## What you need to do:
Reproduce the data without any changes, from its first line through the line that contains "[[281, 243]]", including that line.

## Data supplied:
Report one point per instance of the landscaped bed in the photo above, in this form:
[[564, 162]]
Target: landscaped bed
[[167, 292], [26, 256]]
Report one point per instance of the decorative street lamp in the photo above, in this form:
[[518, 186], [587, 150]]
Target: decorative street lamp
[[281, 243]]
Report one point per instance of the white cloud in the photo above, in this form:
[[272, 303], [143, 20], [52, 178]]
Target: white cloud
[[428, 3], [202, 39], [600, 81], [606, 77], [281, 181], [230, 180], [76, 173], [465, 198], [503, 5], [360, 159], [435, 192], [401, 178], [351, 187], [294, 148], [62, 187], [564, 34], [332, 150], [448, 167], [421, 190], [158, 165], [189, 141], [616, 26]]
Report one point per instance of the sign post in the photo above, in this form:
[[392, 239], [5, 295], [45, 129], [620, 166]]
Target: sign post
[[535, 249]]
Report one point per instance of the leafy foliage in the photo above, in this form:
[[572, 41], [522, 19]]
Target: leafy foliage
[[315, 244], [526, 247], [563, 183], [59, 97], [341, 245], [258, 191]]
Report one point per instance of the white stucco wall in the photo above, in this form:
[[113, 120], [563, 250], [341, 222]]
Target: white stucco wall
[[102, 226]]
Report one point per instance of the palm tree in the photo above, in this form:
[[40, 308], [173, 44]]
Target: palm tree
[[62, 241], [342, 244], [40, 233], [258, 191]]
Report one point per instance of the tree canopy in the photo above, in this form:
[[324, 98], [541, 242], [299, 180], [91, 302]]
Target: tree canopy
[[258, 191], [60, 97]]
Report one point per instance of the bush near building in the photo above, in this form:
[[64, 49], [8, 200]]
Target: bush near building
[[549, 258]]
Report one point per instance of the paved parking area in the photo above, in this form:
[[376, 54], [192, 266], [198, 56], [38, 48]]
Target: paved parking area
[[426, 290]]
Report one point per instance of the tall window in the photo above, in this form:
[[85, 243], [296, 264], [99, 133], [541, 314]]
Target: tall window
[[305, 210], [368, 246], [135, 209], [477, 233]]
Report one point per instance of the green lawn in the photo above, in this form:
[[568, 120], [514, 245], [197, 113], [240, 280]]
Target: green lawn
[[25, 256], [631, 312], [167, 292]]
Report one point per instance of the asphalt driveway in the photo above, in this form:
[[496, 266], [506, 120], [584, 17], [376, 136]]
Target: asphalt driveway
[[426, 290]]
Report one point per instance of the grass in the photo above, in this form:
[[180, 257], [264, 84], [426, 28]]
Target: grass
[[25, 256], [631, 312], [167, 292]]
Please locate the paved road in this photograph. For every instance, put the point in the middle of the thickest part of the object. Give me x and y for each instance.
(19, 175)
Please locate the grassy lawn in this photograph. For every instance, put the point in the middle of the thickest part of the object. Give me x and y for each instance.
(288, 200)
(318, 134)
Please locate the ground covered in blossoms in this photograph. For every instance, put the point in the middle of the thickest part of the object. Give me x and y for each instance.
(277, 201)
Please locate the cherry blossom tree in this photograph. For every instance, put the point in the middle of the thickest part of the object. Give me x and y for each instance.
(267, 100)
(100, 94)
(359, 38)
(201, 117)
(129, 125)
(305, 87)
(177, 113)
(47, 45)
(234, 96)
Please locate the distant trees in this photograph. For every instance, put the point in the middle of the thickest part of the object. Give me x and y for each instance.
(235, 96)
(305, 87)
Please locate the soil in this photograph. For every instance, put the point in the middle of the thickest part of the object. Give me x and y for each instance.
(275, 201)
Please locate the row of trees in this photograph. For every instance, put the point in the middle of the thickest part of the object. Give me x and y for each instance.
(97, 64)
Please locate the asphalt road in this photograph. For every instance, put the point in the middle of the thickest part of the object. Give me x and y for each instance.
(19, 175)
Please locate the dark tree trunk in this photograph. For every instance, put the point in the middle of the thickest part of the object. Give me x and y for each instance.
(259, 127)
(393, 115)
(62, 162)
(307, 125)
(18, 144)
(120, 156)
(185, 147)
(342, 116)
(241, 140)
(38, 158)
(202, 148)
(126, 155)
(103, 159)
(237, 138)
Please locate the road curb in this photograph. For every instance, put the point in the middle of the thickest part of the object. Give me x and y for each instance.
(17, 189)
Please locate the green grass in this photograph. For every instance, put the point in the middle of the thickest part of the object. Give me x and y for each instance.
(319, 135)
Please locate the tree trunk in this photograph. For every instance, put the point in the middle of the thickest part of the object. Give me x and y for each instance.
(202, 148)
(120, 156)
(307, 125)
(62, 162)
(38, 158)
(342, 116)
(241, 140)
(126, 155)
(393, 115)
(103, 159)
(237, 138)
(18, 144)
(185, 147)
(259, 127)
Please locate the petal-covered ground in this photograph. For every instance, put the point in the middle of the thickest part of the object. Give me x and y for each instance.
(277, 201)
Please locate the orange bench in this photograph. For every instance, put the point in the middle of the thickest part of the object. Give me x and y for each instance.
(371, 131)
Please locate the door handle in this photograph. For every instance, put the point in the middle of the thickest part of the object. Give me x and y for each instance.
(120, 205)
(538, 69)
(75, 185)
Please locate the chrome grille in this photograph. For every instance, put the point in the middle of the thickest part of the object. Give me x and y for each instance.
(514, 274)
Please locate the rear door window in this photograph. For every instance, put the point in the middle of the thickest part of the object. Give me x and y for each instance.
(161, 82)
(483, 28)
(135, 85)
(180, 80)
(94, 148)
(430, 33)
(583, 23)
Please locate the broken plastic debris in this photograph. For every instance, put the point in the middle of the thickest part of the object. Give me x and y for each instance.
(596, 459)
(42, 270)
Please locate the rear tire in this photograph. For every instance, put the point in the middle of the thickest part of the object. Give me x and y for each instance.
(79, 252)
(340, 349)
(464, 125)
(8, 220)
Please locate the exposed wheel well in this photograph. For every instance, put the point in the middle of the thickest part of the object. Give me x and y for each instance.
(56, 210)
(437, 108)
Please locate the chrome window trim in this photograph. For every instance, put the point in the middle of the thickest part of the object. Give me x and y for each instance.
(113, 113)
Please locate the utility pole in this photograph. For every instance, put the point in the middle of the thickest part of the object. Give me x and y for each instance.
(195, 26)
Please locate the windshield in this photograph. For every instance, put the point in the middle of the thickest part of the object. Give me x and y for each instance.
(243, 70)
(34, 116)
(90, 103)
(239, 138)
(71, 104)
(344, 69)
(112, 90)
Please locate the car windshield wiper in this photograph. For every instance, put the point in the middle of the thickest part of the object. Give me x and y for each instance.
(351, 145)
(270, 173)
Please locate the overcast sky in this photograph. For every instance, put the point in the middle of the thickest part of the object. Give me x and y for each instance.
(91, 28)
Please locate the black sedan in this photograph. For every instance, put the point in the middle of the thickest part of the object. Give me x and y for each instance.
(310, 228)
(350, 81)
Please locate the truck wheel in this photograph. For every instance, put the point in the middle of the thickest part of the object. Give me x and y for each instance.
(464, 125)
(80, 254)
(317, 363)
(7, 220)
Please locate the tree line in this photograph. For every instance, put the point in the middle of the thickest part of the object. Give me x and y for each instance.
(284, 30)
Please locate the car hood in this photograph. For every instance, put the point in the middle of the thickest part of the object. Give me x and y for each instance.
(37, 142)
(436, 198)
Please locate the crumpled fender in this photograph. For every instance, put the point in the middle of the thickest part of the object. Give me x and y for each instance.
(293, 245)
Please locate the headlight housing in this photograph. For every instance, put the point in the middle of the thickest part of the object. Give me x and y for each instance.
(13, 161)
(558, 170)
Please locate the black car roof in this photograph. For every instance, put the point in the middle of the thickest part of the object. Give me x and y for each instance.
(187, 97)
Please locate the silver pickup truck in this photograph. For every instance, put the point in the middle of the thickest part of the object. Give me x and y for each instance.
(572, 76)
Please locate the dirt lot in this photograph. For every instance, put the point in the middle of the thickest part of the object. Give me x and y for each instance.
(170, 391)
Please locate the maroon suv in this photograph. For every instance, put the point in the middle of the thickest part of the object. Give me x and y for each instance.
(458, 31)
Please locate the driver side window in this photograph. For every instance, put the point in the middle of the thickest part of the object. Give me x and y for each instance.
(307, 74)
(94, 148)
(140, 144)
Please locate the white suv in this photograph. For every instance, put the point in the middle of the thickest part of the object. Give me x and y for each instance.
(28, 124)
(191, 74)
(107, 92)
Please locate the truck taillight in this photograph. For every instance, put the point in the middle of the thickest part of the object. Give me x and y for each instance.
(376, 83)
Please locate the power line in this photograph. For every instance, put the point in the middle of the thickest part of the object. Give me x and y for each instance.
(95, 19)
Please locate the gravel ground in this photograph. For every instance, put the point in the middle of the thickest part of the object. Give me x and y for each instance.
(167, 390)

## The output:
Report one point per instance of the landscaped bed in the photo above, in this form:
[[564, 162]]
Target: landscaped bed
[[167, 292], [26, 256]]
Report one point per instance of the decorative street lamp in the photo above, in this form:
[[518, 186], [587, 150]]
Target: decorative street lamp
[[281, 243]]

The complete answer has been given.